TASK - Please reproduce each of the entries below exactly as they appear.

RECORDS FOR PROCESSING -
━━━━━━━━━━━━━━━━━━━━

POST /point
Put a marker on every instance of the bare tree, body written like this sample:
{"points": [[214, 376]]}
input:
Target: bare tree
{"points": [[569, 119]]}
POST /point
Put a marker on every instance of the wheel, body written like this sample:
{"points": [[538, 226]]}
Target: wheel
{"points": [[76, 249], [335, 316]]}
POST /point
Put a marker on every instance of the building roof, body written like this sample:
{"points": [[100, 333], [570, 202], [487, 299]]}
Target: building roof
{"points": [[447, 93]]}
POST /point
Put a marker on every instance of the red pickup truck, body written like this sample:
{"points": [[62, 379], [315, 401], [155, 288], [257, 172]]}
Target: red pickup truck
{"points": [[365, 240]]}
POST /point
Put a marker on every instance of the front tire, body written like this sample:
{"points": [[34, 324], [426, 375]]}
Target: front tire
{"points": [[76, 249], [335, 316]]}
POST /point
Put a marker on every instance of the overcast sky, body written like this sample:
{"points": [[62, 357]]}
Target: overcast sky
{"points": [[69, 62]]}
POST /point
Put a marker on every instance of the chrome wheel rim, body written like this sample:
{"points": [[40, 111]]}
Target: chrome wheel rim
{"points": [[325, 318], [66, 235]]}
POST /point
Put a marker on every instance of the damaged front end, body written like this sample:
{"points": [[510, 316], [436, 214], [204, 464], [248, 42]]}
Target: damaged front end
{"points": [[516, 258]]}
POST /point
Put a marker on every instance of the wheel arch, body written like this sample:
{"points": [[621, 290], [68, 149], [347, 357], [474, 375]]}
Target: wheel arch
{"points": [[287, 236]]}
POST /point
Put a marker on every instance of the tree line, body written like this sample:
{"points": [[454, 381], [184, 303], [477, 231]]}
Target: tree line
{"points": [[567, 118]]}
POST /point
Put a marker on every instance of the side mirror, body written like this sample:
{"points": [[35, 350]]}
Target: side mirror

━━━━━━━━━━━━━━━━━━━━

RESPONSE AREA -
POST /point
Put a marker on every instance of the bare tree, body written like this sample:
{"points": [[214, 376]]}
input:
Target: bare tree
{"points": [[569, 119]]}
POST /point
Put a marker on every instance of the wheel, body written like this sample:
{"points": [[538, 226]]}
Target: wheel
{"points": [[76, 249], [335, 316]]}
POST /point
Put a marker on every instance of the building roof, body written like this sample:
{"points": [[100, 333], [570, 202], [487, 299]]}
Target: building roof
{"points": [[447, 93]]}
POST /point
Put a marker on every instance of the red pickup truck, body written like this sample:
{"points": [[62, 379], [315, 401], [155, 288], [257, 172]]}
Target: red pickup truck
{"points": [[365, 240]]}
POST /point
Put a marker on every instance of the front tire, body written like this sample:
{"points": [[34, 324], [426, 375]]}
Target: front tire
{"points": [[76, 249], [335, 316]]}
POST /point
Put a marker on every instance of the overcast sky, body written like this sample:
{"points": [[62, 357]]}
Target: overcast sky
{"points": [[69, 62]]}
POST /point
Put a marker on every instance of the chrome wheel rim, body written like this sample:
{"points": [[40, 111]]}
Target: chrome wheel rim
{"points": [[325, 318], [66, 235]]}
POST /point
Put a marker on every instance of the damaged front end, body written like this sample:
{"points": [[510, 316], [436, 214], [204, 464], [248, 42]]}
Target: damaged front end
{"points": [[516, 258]]}
POST /point
Put a marker on every instance of the wheel arch, body written like this sample:
{"points": [[621, 290], [68, 149], [347, 357], [474, 375]]}
Target: wheel arch
{"points": [[287, 236]]}
POST /point
Put a marker on every instance of the tree line, body written like this sample:
{"points": [[454, 381], [184, 303], [477, 231]]}
Target: tree line
{"points": [[567, 118]]}
POST /point
Put a marker on every instance of the side mirror, body written like this sample:
{"points": [[35, 350]]}
Target: side mirror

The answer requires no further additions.